Task description -> Where a line holds the word "locate", copy it from the records.

Referring expression pointing data:
──────────────────────────────

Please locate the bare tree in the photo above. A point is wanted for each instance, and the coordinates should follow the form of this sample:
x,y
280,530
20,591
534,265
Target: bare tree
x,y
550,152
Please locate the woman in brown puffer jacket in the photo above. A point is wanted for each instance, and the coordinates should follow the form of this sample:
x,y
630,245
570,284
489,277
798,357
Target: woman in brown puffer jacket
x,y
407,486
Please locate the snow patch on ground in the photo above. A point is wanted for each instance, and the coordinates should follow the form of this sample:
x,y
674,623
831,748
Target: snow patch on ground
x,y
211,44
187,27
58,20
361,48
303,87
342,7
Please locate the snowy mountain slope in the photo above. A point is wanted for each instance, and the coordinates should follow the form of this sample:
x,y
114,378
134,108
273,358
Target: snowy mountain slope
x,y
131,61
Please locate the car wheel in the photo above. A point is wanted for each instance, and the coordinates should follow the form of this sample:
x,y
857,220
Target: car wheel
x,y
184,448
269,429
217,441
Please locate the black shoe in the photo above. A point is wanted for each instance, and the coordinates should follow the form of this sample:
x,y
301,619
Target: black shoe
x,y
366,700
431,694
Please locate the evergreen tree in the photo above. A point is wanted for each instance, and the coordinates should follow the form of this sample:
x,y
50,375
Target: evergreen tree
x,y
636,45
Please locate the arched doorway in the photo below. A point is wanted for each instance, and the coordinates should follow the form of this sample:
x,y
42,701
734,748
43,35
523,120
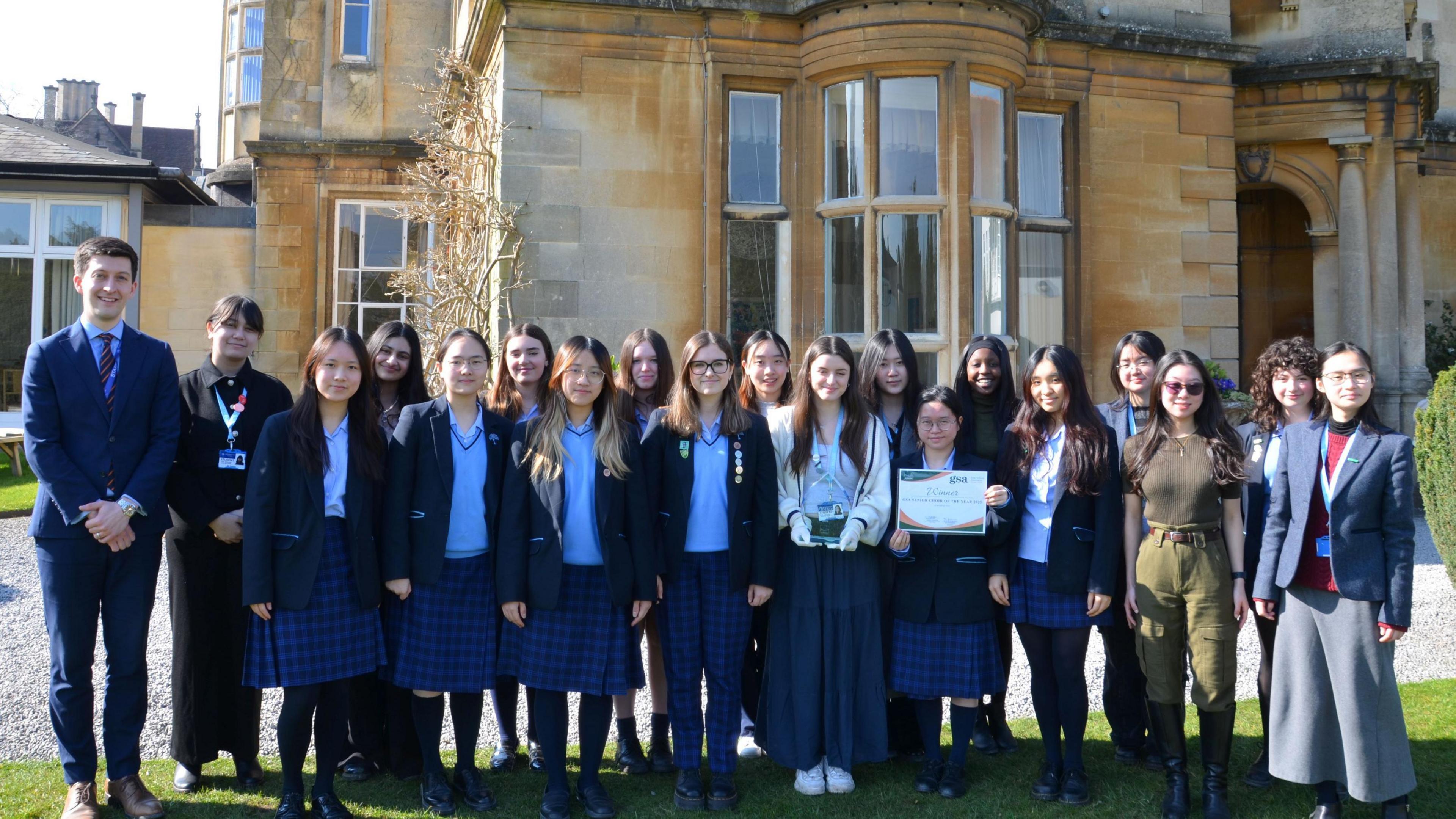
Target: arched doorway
x,y
1276,273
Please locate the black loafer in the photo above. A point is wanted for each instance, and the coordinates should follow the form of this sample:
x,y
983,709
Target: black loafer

──────────────────────────────

Expected output ->
Please locate the bare tree in the photo above. A point is wanted for each instance, and the coordinates should follow the form of this sample:
Please locate the woman in brown puffer jacket in the photo above. A point is wanted for each instance, and the coordinates should follow the form of this sample:
Please locate the snow patch on ground in the photo above. A point is wanted for each instance, and the coordinates should follow the form of this sample:
Please locate the snowy mountain slope in the photo above. A point is wanted for each instance, and the coordinates should follow the form of this sample:
Please locate the car wheel in the photo above. A point is wanted for each instance, and the coordinates should follow the form of this sample:
Please locate the black shoe in the photo above. A point is wanted for each instance, and the coordinates should follow the form of this sample:
Please locate the evergreen tree in the photo above. A point is wanted for each instance, and the coordinates should follow the form of this sample:
Please locate the arched doorway in the photo below. A point is wanted for each instance, and the coordinates should follow the form of this sample:
Please locate the black loafer in the photo above. A point is wanted for each instance, and the coordinates should follow the form of this sample:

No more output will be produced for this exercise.